** Begin MATERIAL PROVIDED **

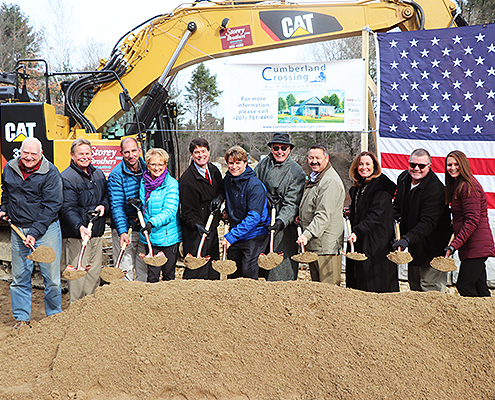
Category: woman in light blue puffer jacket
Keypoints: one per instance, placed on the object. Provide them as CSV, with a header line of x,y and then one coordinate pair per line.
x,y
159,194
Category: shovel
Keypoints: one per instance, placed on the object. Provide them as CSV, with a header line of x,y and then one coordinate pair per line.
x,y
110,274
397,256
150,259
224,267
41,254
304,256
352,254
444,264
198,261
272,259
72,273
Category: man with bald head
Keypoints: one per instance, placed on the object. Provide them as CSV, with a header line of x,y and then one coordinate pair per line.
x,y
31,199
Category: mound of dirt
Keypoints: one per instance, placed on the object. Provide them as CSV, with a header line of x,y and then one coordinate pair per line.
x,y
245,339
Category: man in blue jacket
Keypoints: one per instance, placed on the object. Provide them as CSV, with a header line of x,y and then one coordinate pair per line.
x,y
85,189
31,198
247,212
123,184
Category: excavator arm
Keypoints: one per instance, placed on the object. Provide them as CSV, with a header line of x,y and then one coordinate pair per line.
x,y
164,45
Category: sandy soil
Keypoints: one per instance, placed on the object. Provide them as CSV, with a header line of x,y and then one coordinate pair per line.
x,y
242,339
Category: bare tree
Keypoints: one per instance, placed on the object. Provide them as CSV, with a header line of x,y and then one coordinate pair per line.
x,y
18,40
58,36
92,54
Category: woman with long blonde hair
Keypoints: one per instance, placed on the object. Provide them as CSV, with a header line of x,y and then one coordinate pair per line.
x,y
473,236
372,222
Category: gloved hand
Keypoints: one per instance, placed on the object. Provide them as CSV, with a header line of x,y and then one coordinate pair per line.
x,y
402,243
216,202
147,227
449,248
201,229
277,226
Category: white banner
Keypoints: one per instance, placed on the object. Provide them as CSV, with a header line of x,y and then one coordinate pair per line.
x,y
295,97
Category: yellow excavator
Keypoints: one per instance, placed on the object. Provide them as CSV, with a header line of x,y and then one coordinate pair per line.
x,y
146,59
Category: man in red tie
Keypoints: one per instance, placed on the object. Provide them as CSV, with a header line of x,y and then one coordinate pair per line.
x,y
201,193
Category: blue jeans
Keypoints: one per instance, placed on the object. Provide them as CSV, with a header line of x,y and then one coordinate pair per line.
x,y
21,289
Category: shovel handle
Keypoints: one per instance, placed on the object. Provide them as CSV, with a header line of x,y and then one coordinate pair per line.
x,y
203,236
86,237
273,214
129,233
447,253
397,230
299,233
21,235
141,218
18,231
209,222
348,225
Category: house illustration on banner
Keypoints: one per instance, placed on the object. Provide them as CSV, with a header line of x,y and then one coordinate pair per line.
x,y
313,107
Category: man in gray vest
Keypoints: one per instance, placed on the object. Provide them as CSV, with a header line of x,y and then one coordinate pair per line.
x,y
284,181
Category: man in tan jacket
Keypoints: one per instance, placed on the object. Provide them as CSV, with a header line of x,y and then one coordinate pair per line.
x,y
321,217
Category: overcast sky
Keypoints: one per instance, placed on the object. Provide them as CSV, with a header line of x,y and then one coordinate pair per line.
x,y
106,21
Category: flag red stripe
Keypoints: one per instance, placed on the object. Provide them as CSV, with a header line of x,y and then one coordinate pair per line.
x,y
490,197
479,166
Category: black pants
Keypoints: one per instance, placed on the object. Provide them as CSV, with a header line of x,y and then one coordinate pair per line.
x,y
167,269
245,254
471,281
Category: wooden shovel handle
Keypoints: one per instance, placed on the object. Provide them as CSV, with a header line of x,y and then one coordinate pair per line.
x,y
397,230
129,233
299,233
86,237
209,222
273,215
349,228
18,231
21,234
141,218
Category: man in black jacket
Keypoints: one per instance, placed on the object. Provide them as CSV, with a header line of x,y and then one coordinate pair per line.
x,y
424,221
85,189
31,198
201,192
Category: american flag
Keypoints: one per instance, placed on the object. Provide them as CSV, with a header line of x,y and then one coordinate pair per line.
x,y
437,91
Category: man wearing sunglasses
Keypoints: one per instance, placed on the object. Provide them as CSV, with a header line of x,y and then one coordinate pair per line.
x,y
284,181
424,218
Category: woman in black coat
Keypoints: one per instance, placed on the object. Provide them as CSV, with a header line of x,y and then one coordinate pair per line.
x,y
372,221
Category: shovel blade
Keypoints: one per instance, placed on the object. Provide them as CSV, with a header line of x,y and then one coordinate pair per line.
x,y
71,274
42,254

** End MATERIAL PROVIDED **

**REQUIRED WORK:**
Pull out everything from the line containing "Category: man in black jacket" down to the last line of the records, reproducing each line without any change.

**RESULT OF THE EXERCISE:**
Category: man in black jacket
Keypoints: one per instance, placed on the object. Provide them as CSV, with a header line of x,y and then one coordinate pair per line.
x,y
424,221
85,189
31,198
201,192
Category: american flag
Keypoints: one per instance, placed on the object. Provide them as CSV, with a header line of x,y and then one coordinate pair per line.
x,y
437,91
Category: man wearing sunglasses
Keypoints: one per instance, placed on the object. Provide them as CSV, with a header line of x,y and then one coordinate pair per line.
x,y
284,181
424,218
Category: woman in black coat
Keypoints: one per instance, placed on the object. Provide them as CSV, with a header line of x,y and then one coordinate pair per line.
x,y
372,221
Category: shovel blade
Keypoints: one per instance, placed on the object. Provide them as CSV, with a header line of x,y and then one coordinate pair per line.
x,y
71,274
42,254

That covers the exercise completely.